> **Text passage**
⟨

The Navy had taught him nothing, however, about the often cruel and indifferent forces that comprise California’s cultural tectonics. No one knew enough to teach him.
In many ways the state’s culture mimics its geology, including the omnipresent fear of a “big one.” During the course of its brief human history, cultural island after island has rammed up and into the state.
In May 1979, San Francisco had experienced its first significant rumble from the shifting of the gay plate. Half a year earlier, Dan White, a troubled young former police officer, abruptly resigned from the city’s Board of Supervisors. On the advice of Harvey Milk, the city’s first gay councilman, Mayor George Moscone refused to reinstate White when he petitioned to get back on. White snapped. He shot and killed them both and promptly turned himself in.
The murder cases went to trial the following May. The White team had no defense to speak of. They just lined up a swarm of psychotherapists and hoped that something someone conjured up would stick.
One famously argued that White had eaten too much junk food—Twinkies in particular—and this caused homicidal surges in his blood sugar. On May 21, 1979, the jury came back with its verdict: voluntary manslaughter on both counts. White would likely be out of jail in less than five years.
After the verdict, an anti-death penalty coalition organized a protest march. It quickly went south on them. How far south? How about thousands of angry gay men marching down Market Street chanting “Kill Dan White” south.
When the marchers reached City Hall, their behavior shocked San Francisco. They broke windows, burned police cars, and injured 61 cops. To be sure, the video of the “White Night Riot”—a cold-blooded pun on the recent Jonestown carnage--wasn’t about to make the anti-death penalty highlight reel.

⟩

> **Objective A**
Gather every line of the records that contains the string "ground", matching case.
The passage and the records that follow come from separate sources.

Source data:
⟨

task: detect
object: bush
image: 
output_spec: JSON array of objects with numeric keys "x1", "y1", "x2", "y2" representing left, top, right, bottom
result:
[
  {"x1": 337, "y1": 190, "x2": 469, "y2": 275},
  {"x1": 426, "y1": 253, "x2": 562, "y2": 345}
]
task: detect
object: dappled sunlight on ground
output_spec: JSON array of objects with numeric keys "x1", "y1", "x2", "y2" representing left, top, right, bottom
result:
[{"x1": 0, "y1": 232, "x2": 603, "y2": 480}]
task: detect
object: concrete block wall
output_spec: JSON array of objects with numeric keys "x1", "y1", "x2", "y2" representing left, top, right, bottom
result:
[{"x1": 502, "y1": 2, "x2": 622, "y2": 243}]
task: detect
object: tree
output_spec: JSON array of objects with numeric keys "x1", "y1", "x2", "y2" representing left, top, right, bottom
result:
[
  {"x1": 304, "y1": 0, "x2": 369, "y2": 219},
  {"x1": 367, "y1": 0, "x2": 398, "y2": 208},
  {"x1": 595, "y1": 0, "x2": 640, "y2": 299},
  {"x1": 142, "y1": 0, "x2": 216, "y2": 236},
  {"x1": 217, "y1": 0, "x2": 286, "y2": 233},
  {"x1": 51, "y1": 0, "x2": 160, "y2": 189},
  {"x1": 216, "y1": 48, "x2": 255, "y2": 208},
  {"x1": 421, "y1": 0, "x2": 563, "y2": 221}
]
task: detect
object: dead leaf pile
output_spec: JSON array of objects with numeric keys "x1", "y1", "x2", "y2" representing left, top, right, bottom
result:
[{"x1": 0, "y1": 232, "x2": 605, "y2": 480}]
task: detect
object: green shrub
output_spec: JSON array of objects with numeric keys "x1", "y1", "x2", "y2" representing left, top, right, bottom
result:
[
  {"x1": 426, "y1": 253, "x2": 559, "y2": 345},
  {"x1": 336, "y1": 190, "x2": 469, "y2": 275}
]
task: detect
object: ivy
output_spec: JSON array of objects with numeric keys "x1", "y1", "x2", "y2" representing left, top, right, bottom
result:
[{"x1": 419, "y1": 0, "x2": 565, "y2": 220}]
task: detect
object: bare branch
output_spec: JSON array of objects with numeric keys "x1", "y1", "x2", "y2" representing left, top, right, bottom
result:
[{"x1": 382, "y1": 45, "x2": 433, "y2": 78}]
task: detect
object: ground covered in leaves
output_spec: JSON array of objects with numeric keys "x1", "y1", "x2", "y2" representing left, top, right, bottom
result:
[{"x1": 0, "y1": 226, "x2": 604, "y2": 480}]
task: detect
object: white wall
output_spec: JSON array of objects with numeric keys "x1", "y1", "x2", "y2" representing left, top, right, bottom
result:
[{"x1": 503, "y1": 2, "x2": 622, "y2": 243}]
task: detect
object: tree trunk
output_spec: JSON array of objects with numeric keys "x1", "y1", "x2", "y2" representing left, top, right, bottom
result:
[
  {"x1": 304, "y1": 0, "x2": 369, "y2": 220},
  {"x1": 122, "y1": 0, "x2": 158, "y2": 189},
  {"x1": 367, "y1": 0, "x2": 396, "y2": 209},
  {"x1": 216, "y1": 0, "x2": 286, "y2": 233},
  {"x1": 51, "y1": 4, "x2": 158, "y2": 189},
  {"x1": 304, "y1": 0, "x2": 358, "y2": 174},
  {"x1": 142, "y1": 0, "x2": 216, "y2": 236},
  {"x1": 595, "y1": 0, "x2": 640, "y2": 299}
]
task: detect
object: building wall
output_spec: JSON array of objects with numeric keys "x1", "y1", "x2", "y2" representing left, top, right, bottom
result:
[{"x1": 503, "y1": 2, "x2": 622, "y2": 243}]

⟩

> **Objective B**
Repeat the passage from "In May 1979, San" up to and including "up would stick.", renaming "psychotherapists" to "expert witnesses".

> **Full response A**
object: dappled sunlight on ground
object: ground covered in leaves

> **Full response B**
In May 1979, San Francisco had experienced its first significant rumble from the shifting of the gay plate. Half a year earlier, Dan White, a troubled young former police officer, abruptly resigned from the city’s Board of Supervisors. On the advice of Harvey Milk, the city’s first gay councilman, Mayor George Moscone refused to reinstate White when he petitioned to get back on. White snapped. He shot and killed them both and promptly turned himself in.
The murder cases went to trial the following May. The White team had no defense to speak of. They just lined up a swarm of expert witnesses and hoped that something someone conjured up would stick.